▶ Task instructions
Could you change "man's" to "person's" in the lines from the one containing "In the picture above, where can the t-shirt" through the last line, keeping everything else the same?

▶ Entries shown
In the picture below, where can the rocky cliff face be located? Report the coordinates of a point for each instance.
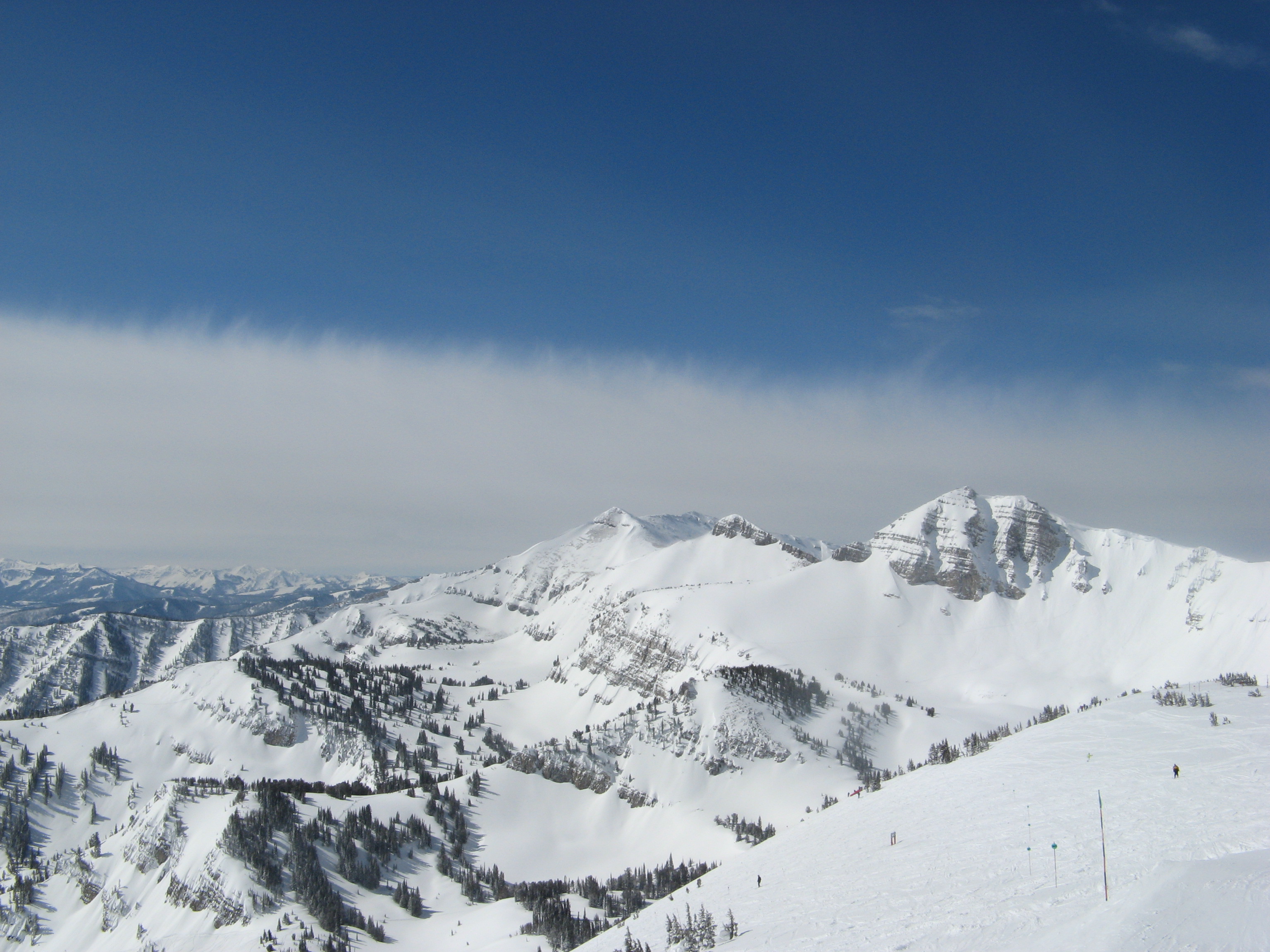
(738, 527)
(973, 545)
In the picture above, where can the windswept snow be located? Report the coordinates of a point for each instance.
(642, 676)
(1188, 859)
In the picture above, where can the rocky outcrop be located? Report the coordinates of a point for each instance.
(738, 527)
(852, 552)
(562, 767)
(974, 546)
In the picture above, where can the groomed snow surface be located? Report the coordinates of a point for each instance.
(1188, 859)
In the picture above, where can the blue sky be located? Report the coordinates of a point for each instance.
(413, 286)
(995, 190)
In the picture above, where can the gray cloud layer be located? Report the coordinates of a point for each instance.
(127, 446)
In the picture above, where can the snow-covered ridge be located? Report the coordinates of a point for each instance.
(618, 687)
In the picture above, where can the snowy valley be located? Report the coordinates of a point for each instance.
(568, 744)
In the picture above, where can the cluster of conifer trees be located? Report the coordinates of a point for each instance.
(698, 932)
(776, 687)
(746, 831)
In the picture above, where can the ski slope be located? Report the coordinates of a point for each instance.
(607, 662)
(1188, 859)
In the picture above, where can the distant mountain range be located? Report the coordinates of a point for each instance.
(464, 761)
(33, 593)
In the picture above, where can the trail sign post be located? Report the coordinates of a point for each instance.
(1103, 829)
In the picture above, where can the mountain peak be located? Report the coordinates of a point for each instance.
(973, 545)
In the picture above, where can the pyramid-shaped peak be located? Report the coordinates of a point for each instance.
(973, 545)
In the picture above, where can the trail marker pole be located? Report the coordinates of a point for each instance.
(1029, 842)
(1103, 829)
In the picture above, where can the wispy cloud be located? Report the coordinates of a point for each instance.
(933, 312)
(1185, 38)
(1199, 42)
(127, 446)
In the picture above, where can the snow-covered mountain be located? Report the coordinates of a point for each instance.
(632, 690)
(32, 593)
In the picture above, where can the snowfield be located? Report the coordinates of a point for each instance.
(1188, 859)
(619, 688)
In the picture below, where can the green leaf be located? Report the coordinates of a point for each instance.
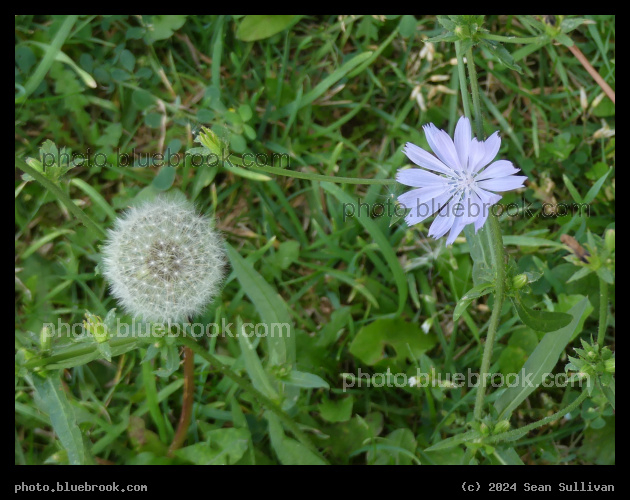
(289, 451)
(480, 253)
(223, 447)
(455, 440)
(540, 362)
(472, 294)
(259, 27)
(407, 339)
(61, 414)
(270, 306)
(508, 457)
(163, 26)
(502, 54)
(541, 321)
(165, 178)
(594, 191)
(253, 365)
(383, 244)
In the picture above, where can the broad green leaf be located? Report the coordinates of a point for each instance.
(383, 244)
(508, 457)
(594, 191)
(541, 362)
(336, 411)
(257, 27)
(455, 440)
(289, 451)
(223, 447)
(480, 253)
(530, 241)
(541, 321)
(253, 365)
(162, 27)
(53, 397)
(407, 339)
(472, 294)
(398, 448)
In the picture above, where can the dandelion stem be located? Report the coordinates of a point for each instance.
(534, 425)
(309, 176)
(603, 312)
(474, 88)
(247, 387)
(187, 402)
(63, 197)
(498, 262)
(492, 231)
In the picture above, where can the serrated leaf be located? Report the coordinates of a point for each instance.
(540, 362)
(472, 294)
(258, 27)
(289, 451)
(305, 380)
(541, 321)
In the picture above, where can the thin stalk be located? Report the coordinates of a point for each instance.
(308, 176)
(247, 387)
(603, 312)
(497, 256)
(77, 351)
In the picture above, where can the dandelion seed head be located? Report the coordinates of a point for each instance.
(163, 261)
(457, 183)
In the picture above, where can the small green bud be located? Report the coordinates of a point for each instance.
(502, 426)
(610, 240)
(45, 339)
(519, 281)
(95, 327)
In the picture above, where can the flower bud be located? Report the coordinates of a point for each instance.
(610, 240)
(519, 281)
(95, 327)
(45, 339)
(211, 141)
(502, 426)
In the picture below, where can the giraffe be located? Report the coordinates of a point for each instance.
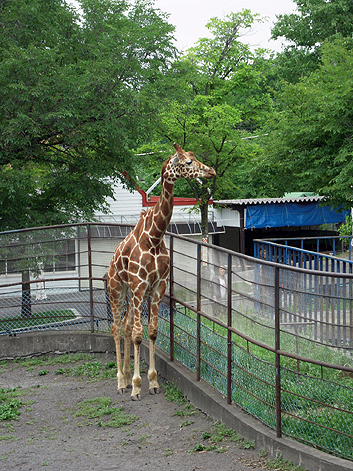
(140, 266)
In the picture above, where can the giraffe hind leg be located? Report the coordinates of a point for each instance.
(152, 335)
(117, 294)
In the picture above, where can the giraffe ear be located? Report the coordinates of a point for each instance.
(175, 159)
(178, 149)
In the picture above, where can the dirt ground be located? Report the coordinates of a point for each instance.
(51, 434)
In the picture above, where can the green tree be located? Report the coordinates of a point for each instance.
(218, 101)
(310, 143)
(306, 30)
(74, 94)
(73, 98)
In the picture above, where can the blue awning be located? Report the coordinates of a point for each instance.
(291, 214)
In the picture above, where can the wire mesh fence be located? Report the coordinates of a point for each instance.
(275, 340)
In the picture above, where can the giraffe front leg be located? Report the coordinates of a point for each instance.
(137, 335)
(152, 373)
(152, 335)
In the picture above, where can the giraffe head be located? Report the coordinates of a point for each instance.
(184, 165)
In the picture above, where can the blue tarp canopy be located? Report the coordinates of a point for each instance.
(291, 214)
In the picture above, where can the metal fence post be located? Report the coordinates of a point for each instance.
(171, 298)
(229, 333)
(198, 334)
(89, 250)
(278, 357)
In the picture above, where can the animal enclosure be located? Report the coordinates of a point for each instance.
(263, 345)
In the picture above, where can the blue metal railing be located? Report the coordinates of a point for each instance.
(285, 251)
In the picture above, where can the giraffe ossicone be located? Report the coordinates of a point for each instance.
(140, 267)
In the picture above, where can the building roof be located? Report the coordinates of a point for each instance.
(259, 201)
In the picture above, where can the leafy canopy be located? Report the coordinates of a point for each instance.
(310, 143)
(306, 30)
(73, 99)
(218, 100)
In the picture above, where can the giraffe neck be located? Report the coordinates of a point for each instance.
(162, 213)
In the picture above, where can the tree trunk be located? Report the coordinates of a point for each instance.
(26, 310)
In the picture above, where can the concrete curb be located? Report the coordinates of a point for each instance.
(200, 394)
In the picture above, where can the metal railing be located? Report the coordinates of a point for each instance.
(277, 341)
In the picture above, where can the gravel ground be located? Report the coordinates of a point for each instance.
(56, 430)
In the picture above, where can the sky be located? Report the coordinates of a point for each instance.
(190, 17)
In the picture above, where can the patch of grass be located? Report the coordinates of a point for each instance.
(43, 372)
(279, 464)
(186, 423)
(222, 433)
(174, 394)
(102, 407)
(9, 404)
(41, 318)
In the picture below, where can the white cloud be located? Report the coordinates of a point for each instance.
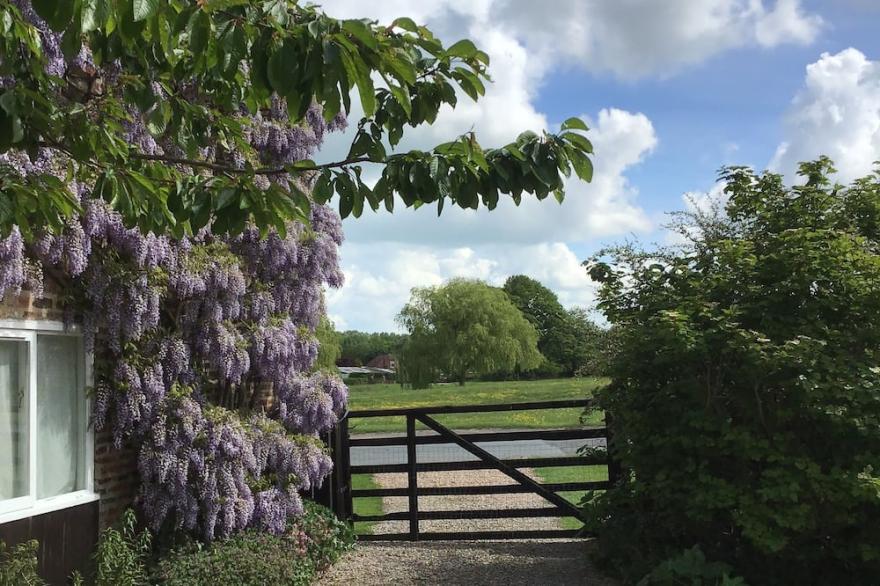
(638, 38)
(836, 113)
(386, 255)
(629, 38)
(380, 276)
(606, 207)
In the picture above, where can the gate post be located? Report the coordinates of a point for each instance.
(615, 470)
(343, 468)
(412, 484)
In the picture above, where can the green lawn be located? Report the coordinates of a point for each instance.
(371, 505)
(478, 393)
(572, 474)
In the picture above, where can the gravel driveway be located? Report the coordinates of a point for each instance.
(466, 563)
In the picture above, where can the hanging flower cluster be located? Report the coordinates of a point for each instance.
(187, 332)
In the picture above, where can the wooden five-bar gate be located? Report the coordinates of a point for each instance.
(340, 495)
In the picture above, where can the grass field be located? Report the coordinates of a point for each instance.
(477, 393)
(371, 505)
(572, 474)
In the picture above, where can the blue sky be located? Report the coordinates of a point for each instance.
(672, 89)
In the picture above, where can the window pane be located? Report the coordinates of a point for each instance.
(13, 420)
(59, 415)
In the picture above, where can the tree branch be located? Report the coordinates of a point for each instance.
(232, 170)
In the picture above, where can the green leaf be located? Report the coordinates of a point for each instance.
(583, 166)
(144, 9)
(94, 15)
(575, 123)
(401, 94)
(199, 32)
(281, 67)
(359, 30)
(406, 24)
(56, 13)
(579, 141)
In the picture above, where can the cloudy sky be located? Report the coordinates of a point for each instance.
(671, 89)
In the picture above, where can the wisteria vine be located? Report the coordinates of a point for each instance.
(188, 332)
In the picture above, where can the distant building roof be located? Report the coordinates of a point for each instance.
(383, 361)
(346, 370)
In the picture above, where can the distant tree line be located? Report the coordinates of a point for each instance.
(467, 328)
(359, 348)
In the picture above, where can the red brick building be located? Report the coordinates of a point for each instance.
(60, 482)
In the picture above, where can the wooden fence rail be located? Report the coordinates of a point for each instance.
(340, 493)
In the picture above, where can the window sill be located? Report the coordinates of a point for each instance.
(50, 505)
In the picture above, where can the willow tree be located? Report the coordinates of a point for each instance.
(464, 327)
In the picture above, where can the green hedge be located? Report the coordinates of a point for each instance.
(260, 559)
(746, 388)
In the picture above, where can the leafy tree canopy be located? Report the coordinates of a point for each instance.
(746, 385)
(151, 105)
(358, 348)
(538, 304)
(329, 347)
(464, 327)
(567, 338)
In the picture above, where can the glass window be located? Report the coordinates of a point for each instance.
(60, 424)
(14, 433)
(45, 442)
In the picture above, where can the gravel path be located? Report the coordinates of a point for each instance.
(465, 563)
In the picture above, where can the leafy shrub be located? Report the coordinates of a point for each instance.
(121, 555)
(746, 387)
(18, 564)
(314, 542)
(691, 567)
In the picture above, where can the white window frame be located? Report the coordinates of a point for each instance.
(30, 506)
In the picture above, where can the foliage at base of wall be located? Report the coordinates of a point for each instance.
(18, 564)
(314, 542)
(126, 556)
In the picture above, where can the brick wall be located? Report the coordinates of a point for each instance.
(115, 470)
(116, 478)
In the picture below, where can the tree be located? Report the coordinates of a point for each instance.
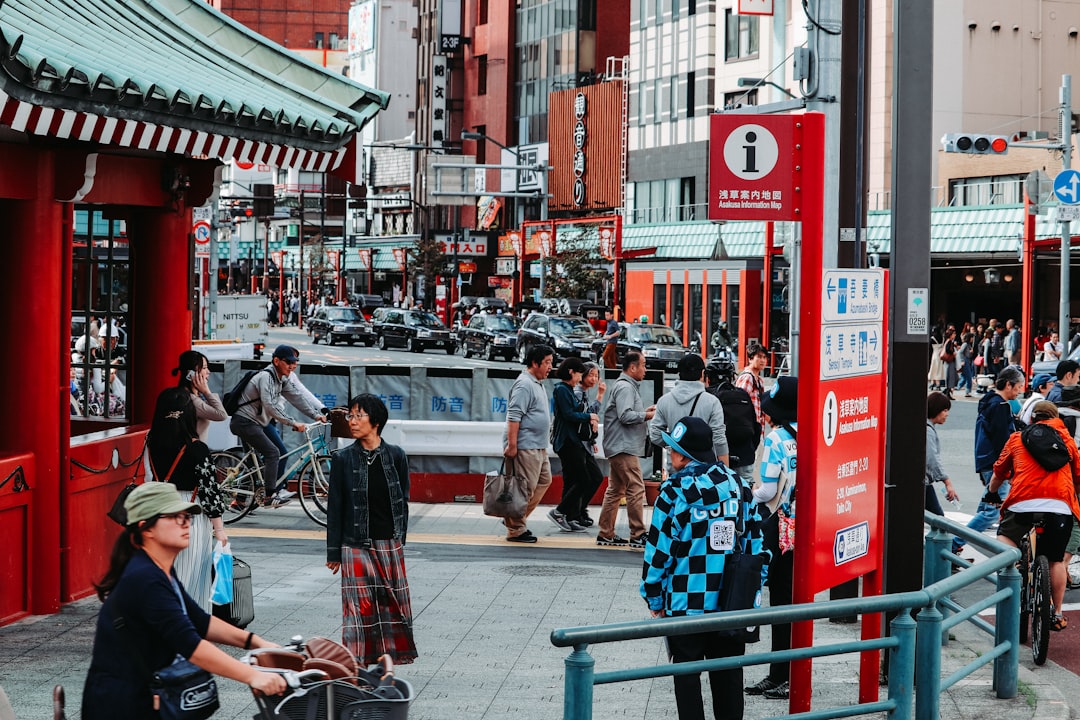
(577, 269)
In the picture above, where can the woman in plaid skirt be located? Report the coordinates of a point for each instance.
(366, 522)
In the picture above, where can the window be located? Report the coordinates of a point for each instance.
(100, 295)
(740, 36)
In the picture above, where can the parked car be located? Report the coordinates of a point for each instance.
(661, 348)
(414, 329)
(489, 336)
(567, 335)
(336, 325)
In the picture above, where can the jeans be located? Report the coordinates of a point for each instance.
(986, 515)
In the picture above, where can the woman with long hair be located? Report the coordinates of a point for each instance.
(147, 617)
(192, 374)
(179, 458)
(366, 524)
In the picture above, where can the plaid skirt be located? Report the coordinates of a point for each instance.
(375, 603)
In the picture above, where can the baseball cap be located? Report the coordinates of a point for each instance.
(151, 499)
(691, 437)
(287, 353)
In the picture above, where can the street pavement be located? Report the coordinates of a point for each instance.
(484, 611)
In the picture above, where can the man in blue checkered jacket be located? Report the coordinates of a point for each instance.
(704, 510)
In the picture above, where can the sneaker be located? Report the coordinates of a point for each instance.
(526, 537)
(780, 692)
(559, 519)
(760, 687)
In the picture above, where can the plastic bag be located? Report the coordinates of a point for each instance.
(223, 574)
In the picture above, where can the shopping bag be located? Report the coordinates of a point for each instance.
(223, 574)
(505, 493)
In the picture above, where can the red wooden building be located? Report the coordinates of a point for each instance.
(120, 122)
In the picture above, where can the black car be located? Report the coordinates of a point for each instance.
(660, 345)
(414, 329)
(567, 335)
(489, 336)
(340, 325)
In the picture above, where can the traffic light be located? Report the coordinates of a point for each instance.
(977, 145)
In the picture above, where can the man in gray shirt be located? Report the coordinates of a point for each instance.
(528, 425)
(624, 442)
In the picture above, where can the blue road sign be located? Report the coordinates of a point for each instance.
(1067, 187)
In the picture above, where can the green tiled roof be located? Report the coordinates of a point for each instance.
(175, 64)
(693, 240)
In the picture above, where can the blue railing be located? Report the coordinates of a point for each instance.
(912, 684)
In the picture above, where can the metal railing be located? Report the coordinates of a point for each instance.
(909, 638)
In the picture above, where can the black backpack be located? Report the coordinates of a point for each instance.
(1045, 445)
(740, 418)
(231, 399)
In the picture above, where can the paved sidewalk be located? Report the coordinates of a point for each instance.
(484, 611)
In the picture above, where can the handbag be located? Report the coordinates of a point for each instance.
(505, 494)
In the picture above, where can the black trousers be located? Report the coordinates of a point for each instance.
(726, 685)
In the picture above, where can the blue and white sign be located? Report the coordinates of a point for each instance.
(852, 296)
(851, 543)
(1067, 187)
(849, 351)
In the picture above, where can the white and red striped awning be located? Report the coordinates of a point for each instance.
(103, 130)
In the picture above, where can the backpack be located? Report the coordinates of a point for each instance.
(231, 399)
(1045, 445)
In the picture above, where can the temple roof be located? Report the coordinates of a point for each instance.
(172, 76)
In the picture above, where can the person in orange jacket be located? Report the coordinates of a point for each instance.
(1037, 490)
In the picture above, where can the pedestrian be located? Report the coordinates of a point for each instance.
(148, 619)
(610, 340)
(937, 407)
(525, 439)
(1068, 375)
(192, 370)
(366, 526)
(262, 402)
(694, 528)
(1038, 492)
(689, 396)
(993, 428)
(625, 440)
(777, 493)
(571, 423)
(593, 473)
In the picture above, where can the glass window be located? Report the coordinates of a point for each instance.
(100, 294)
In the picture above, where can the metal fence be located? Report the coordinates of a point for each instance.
(917, 634)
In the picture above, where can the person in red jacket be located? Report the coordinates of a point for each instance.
(1036, 490)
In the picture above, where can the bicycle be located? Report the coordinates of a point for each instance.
(1035, 597)
(242, 476)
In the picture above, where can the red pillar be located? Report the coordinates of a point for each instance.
(161, 307)
(36, 401)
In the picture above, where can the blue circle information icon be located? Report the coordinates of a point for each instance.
(1067, 187)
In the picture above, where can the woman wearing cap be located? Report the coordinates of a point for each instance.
(777, 492)
(147, 619)
(193, 372)
(179, 458)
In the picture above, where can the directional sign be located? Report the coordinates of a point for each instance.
(848, 351)
(1067, 187)
(852, 296)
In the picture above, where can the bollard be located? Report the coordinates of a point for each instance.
(928, 663)
(1007, 629)
(902, 665)
(578, 703)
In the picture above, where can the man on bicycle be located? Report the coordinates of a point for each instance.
(1039, 491)
(261, 403)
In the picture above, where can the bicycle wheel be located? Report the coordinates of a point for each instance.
(1025, 588)
(313, 486)
(1041, 611)
(238, 479)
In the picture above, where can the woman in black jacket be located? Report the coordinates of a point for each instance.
(366, 524)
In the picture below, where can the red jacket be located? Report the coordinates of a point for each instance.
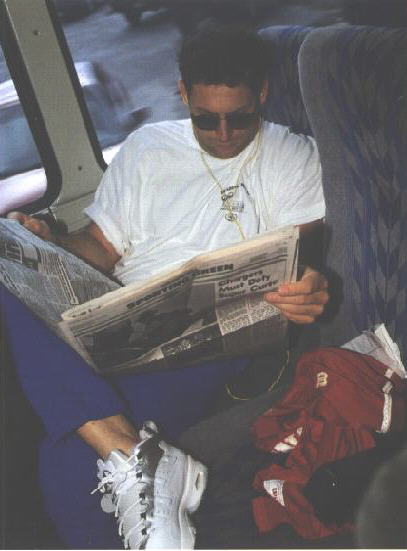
(338, 400)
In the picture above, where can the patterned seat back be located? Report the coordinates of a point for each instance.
(354, 84)
(284, 103)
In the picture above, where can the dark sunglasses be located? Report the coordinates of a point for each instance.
(235, 121)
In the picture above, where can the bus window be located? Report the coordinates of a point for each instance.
(22, 179)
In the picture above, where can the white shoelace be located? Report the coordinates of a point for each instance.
(123, 482)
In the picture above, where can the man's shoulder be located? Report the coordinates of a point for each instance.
(159, 132)
(274, 131)
(284, 141)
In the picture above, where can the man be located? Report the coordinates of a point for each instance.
(174, 190)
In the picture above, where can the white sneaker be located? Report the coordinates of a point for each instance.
(152, 493)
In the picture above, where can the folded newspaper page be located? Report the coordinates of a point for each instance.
(48, 279)
(209, 307)
(378, 344)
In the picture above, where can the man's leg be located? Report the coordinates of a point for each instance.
(110, 433)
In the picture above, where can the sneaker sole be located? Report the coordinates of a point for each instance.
(195, 484)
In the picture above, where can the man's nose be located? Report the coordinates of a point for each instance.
(224, 131)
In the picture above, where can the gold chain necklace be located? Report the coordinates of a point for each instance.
(226, 197)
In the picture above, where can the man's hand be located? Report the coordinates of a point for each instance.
(34, 225)
(301, 301)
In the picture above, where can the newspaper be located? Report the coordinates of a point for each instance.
(208, 307)
(45, 277)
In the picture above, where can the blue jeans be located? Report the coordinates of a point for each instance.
(65, 393)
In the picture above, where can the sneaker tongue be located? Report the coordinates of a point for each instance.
(117, 458)
(107, 503)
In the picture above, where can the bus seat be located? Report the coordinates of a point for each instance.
(284, 103)
(354, 83)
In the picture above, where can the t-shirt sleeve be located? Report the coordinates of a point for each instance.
(110, 209)
(298, 196)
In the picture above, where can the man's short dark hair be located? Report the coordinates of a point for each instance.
(227, 55)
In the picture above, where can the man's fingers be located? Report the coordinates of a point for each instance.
(19, 216)
(320, 297)
(303, 310)
(310, 282)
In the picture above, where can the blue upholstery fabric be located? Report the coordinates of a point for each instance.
(354, 83)
(284, 103)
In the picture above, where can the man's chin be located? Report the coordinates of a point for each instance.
(224, 151)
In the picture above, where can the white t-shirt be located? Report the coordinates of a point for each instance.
(158, 204)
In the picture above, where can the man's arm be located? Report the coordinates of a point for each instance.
(89, 244)
(304, 300)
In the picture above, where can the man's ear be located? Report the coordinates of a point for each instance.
(264, 92)
(183, 92)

▶ Written reply
In the picture above, where can the t-shirt sleeve be located? Report the coordinates of a point for each instance.
(110, 209)
(298, 196)
In the picture above, where can the person's short dark hair be located? Report the coordinates of a point for each instance.
(227, 55)
In the picture above, where can the person's fingers be located? Report the coordinates of a point for each instance.
(19, 216)
(320, 297)
(303, 310)
(310, 282)
In the picture above, where can the blue upholstery fabric be located? Report the coordinates of a point for each instance.
(354, 83)
(284, 103)
In the picture above, where can the person's chin be located? Report the coordinates of a point for each instance.
(224, 151)
In the picture above, where can the white t-shirt be located? Report the coordinates of a point for each instance.
(158, 204)
In the picture above, where can the person's arm be located? Report the coordinates of a point for each instance.
(89, 244)
(304, 300)
In the picture above, where can the person's ear be located? Report the coordinates of a point for each instance.
(264, 92)
(183, 92)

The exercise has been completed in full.